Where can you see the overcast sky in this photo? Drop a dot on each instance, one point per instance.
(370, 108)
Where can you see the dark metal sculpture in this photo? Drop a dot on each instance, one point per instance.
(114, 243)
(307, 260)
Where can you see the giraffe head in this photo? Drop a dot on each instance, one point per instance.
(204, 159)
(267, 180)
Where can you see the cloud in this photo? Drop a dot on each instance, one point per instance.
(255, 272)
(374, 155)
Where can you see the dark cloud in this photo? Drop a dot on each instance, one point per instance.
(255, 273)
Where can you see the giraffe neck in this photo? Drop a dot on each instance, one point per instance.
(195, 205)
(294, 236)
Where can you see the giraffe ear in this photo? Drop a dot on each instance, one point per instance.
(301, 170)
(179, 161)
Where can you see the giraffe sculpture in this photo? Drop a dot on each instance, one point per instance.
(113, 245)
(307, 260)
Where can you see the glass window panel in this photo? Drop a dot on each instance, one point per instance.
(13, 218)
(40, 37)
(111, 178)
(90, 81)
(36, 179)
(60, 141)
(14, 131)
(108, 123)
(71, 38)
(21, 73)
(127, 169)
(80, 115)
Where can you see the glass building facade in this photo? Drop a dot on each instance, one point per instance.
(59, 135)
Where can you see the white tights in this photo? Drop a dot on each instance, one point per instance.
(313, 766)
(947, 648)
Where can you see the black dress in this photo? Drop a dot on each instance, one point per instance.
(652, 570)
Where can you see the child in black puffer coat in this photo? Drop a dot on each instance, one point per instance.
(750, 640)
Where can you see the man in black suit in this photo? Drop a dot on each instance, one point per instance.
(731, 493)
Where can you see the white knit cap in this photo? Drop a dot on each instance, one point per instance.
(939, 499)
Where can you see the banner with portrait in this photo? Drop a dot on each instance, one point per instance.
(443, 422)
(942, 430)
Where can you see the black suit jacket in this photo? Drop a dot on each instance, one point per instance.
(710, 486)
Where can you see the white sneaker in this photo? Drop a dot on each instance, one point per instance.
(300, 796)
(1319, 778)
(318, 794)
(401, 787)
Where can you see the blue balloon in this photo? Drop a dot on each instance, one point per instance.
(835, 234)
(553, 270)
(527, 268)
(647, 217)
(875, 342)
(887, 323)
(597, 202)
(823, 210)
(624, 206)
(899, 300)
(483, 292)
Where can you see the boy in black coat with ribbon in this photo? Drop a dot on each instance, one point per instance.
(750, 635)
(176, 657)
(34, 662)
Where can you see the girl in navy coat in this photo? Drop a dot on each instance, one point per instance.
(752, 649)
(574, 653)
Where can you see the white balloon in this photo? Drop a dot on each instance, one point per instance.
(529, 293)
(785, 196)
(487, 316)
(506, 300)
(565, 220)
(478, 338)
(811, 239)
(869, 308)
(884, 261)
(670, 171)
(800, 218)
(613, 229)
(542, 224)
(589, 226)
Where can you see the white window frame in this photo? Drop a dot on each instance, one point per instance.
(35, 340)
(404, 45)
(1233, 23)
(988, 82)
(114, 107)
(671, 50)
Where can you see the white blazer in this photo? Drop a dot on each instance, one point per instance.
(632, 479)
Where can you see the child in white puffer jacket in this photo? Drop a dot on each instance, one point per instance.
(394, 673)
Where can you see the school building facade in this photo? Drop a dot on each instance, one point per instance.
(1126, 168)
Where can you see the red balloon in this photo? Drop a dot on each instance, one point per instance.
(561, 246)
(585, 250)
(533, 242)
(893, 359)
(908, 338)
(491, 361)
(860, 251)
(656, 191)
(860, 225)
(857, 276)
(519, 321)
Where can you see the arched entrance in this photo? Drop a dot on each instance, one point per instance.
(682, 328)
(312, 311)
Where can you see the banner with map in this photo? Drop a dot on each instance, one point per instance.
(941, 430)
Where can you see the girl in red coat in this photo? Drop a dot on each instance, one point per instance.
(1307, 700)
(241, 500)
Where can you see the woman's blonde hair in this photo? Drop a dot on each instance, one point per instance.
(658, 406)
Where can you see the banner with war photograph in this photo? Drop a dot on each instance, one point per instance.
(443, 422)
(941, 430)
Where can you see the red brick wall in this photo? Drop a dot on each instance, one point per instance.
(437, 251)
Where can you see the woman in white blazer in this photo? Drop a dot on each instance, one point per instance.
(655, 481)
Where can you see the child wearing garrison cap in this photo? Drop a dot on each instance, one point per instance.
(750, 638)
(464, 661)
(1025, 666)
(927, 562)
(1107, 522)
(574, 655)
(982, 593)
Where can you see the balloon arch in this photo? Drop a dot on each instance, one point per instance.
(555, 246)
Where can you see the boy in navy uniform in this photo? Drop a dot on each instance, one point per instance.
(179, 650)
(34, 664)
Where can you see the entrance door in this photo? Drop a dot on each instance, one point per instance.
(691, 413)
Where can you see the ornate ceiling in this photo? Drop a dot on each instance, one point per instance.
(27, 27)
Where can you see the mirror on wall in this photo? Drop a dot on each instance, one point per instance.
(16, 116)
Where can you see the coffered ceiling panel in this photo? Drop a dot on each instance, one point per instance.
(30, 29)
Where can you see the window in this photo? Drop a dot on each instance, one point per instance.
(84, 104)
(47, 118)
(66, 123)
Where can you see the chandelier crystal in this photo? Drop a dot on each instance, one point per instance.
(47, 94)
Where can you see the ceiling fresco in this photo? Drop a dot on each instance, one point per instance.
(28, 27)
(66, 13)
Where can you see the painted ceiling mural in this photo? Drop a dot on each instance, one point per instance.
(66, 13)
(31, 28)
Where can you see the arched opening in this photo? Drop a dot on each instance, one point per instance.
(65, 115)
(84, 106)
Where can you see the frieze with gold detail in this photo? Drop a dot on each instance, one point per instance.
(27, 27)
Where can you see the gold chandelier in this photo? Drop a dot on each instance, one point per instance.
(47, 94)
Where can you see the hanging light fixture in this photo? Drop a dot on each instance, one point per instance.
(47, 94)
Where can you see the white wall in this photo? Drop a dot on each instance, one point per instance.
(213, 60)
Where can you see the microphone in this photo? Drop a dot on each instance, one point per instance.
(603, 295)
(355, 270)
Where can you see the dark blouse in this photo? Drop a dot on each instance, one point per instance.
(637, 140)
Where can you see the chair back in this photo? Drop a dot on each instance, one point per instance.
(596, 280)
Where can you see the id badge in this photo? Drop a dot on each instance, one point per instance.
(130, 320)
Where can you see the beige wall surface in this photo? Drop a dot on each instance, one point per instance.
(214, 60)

(OBJECTIVE) Write out only the final block of lines, starting at the line with "Where can you see the painted" and running to the end of the material.

(EXERCISE RESULT)
Where can you see the painted ceiling mural in this photo? Drop a dot on each instance, one point per instance.
(66, 13)
(31, 28)
Where can you see the arched opening in this photo? Drop a dot on each instance, one point per instance.
(65, 115)
(84, 106)
Where can you see the frieze with gold detail in this photo? Drop a dot on each instance, one point per instance.
(27, 27)
Where can you see the gold chandelier in this photo? Drop a dot on each instance, one point per instance.
(47, 94)
Where can you see the hanging light fixture in this photo? Drop a dot on each instance, one point per instance.
(47, 94)
Where can you see the white wall in this photo? Drop a dot on each instance, one point per instance.
(213, 60)
Where can you see the microphone in this photo? Drop a dot on each instance, one point per instance.
(603, 295)
(355, 270)
Where can you see the dark blouse in this photo? Drop a dot on each instance, one point per instance.
(637, 140)
Where can you see the chair back in this photo? Drop a dot on each instance, one point per instance.
(596, 280)
Where can you see the id badge in this photo? Drop a dot on each instance, one point per instance.
(130, 320)
Where can you see the beige wall surface in this photo? Drop a dot on each instance, one point per instance.
(214, 60)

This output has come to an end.